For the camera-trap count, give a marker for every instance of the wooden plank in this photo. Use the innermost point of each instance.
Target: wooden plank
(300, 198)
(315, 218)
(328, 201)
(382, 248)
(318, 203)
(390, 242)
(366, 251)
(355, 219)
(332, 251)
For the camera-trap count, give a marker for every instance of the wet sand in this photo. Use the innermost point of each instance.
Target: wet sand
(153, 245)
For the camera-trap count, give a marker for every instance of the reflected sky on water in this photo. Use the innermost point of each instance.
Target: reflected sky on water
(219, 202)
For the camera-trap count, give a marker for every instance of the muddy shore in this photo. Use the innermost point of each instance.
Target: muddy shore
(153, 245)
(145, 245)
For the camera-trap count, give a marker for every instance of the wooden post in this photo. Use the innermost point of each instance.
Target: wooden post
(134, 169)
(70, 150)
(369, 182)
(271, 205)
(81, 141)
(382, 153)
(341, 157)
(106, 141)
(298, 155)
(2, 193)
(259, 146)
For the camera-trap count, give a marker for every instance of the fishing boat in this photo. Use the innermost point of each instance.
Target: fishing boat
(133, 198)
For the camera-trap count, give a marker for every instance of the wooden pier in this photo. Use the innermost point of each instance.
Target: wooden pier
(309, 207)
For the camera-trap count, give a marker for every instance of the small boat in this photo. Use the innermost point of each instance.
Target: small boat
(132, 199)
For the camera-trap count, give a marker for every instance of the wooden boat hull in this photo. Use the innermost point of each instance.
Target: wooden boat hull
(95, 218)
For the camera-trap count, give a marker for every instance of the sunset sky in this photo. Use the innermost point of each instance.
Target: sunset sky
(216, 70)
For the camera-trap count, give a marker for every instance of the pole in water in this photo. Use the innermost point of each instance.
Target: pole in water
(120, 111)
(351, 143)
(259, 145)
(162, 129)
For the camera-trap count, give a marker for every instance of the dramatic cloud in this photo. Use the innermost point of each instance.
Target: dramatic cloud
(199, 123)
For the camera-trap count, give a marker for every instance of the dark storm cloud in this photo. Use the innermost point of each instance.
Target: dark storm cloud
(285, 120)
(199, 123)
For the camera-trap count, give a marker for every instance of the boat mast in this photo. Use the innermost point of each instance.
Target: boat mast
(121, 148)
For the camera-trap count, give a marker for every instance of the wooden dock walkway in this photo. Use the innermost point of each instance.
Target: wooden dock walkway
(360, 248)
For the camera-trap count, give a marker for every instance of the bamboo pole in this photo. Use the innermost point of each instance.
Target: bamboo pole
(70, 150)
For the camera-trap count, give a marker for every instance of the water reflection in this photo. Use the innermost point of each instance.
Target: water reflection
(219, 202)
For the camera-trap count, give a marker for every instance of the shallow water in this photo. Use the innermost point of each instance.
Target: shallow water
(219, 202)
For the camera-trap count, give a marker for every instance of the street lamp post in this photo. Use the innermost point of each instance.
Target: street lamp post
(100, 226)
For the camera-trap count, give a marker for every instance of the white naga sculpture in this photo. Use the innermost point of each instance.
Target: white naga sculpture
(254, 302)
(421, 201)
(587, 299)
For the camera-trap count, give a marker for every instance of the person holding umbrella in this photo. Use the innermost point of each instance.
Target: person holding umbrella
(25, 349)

==

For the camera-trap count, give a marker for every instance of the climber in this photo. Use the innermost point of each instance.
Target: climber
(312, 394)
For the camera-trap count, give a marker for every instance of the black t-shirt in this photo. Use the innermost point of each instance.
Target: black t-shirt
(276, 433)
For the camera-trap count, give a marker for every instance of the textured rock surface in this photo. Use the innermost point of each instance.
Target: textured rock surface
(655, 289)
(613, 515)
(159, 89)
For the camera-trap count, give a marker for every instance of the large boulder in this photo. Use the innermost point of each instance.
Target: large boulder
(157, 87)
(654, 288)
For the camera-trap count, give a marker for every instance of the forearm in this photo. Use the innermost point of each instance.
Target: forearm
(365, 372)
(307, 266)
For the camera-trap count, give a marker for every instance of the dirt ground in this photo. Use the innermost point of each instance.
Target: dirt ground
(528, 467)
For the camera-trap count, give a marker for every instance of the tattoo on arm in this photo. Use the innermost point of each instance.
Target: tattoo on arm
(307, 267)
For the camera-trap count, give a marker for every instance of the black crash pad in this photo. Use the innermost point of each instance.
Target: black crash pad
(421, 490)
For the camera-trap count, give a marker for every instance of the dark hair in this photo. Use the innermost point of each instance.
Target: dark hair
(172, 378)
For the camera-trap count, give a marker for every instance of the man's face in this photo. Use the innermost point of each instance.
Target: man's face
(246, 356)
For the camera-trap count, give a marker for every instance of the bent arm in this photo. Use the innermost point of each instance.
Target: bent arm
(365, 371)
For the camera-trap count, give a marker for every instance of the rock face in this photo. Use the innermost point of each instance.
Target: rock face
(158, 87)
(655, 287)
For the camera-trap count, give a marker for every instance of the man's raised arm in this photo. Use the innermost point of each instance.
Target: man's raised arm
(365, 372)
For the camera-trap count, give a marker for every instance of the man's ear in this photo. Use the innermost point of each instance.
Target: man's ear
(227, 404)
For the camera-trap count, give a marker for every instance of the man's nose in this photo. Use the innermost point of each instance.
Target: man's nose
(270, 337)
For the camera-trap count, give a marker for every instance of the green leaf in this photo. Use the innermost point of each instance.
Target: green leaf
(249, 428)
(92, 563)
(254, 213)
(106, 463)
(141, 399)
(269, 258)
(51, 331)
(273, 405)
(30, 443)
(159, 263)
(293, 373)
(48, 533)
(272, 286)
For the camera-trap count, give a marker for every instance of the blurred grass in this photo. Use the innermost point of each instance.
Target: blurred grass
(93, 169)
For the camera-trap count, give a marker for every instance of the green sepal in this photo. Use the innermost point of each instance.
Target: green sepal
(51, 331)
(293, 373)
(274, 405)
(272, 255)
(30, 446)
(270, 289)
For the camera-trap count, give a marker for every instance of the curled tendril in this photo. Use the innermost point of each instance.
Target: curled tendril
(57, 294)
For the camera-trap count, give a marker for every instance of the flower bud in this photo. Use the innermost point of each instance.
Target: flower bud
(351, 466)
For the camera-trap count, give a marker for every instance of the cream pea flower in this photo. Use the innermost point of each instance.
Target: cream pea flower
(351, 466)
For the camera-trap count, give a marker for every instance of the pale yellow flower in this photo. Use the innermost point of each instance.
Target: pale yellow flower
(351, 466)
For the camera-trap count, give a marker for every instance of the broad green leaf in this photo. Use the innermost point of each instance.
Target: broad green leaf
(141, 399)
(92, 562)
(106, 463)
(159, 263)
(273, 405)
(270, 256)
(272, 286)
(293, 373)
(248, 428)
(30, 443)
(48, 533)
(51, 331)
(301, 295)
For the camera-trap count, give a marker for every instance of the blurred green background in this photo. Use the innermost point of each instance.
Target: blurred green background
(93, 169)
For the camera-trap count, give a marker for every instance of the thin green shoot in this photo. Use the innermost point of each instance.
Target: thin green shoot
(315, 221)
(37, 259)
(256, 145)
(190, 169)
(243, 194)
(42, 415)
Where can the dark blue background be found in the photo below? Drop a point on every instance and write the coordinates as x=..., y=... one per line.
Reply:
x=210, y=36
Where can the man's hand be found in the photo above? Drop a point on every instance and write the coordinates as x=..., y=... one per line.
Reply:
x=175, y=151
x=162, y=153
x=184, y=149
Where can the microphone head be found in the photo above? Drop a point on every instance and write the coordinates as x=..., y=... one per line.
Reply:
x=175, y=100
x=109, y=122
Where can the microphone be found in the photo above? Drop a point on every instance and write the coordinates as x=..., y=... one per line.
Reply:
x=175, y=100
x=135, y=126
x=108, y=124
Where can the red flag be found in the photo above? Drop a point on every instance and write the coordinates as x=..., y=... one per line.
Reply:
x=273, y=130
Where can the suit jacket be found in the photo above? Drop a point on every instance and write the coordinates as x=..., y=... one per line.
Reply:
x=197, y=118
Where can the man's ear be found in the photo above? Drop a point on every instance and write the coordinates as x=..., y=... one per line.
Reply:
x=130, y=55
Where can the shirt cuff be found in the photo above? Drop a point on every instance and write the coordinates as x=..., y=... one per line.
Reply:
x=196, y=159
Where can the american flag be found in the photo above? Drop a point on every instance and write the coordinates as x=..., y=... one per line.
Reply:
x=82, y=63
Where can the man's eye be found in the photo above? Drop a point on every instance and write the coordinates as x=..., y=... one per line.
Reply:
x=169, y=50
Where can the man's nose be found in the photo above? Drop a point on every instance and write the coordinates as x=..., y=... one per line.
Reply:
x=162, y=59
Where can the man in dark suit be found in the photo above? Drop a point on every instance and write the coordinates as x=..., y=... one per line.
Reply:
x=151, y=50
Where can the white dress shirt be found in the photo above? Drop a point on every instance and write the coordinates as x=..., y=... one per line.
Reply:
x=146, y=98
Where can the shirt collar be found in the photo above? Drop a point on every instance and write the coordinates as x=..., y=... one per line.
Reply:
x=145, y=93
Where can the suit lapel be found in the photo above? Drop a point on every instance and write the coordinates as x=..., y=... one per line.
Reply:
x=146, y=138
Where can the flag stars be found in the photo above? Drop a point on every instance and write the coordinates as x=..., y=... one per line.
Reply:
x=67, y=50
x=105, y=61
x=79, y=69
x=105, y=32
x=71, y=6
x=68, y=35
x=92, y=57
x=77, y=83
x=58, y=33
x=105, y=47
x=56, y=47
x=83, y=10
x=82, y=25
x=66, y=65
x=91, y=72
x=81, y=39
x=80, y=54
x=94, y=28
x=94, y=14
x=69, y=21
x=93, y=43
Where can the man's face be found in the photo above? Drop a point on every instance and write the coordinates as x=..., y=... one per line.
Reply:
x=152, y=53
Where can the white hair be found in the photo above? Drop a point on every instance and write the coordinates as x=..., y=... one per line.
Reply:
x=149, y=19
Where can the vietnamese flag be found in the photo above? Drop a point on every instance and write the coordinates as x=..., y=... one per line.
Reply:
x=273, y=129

* * *

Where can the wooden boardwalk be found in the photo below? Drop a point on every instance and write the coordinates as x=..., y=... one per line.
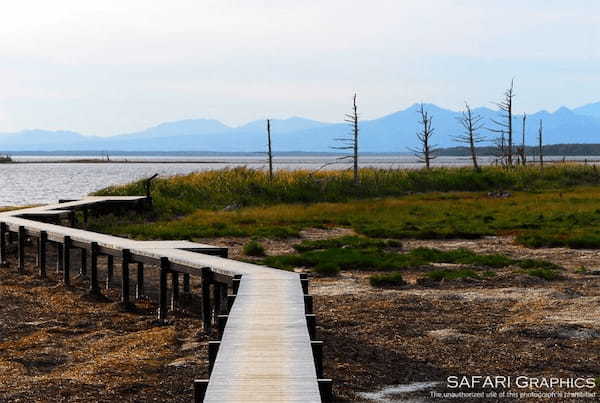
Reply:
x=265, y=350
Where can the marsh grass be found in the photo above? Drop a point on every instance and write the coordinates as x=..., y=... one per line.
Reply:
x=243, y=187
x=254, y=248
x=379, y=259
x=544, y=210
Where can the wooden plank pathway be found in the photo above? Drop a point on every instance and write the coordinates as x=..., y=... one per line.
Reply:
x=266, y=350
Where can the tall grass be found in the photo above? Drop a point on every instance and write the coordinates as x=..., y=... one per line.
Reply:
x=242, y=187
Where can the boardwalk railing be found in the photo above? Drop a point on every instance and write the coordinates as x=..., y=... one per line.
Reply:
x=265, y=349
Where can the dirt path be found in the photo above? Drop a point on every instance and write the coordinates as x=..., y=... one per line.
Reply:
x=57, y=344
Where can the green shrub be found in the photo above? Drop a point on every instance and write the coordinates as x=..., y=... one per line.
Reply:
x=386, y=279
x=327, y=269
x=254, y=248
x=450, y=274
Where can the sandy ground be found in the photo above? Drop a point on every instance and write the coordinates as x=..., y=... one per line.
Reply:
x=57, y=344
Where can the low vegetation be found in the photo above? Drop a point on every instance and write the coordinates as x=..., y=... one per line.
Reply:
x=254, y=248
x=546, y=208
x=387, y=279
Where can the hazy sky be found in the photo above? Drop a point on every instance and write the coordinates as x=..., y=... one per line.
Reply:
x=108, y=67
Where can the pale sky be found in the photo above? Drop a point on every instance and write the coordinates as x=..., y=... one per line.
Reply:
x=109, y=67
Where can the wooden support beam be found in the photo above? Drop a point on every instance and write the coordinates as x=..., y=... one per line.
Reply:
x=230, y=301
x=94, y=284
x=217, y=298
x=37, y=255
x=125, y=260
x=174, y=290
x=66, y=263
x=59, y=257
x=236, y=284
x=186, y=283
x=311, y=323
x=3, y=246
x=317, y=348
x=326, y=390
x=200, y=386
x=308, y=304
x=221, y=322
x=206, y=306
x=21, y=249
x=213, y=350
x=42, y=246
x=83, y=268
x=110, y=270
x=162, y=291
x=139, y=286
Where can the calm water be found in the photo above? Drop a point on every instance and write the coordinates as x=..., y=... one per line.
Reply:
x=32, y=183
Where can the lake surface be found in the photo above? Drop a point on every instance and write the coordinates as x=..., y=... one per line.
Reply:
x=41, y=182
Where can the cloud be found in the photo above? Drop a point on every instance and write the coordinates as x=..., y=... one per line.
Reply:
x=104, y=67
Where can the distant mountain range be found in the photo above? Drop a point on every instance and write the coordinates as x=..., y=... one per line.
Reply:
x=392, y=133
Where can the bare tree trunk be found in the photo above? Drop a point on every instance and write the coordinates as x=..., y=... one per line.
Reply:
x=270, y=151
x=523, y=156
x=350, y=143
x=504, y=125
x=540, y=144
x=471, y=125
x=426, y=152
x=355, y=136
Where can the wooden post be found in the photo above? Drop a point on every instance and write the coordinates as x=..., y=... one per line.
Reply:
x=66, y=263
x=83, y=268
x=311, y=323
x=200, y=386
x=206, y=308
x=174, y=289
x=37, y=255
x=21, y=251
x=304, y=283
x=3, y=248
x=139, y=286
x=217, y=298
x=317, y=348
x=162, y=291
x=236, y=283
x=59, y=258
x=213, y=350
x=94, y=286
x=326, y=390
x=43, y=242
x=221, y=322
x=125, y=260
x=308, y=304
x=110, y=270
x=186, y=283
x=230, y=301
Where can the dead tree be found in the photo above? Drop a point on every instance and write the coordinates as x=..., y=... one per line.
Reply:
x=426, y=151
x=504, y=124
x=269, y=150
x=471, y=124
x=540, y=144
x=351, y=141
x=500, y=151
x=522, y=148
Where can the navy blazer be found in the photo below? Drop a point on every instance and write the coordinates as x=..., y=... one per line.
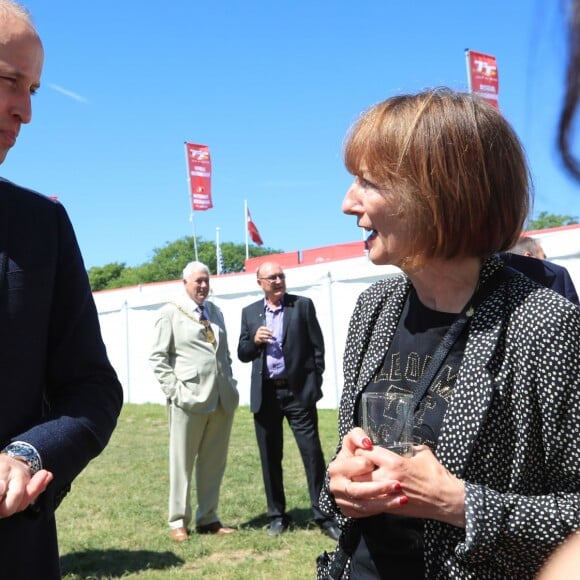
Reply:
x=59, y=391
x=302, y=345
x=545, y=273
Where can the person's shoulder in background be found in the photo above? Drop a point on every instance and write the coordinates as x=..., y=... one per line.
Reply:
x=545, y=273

**Your objective:**
Determine how many lines of the material above contain "microphone", and give that number with no other words.

**Solved exercise:**
2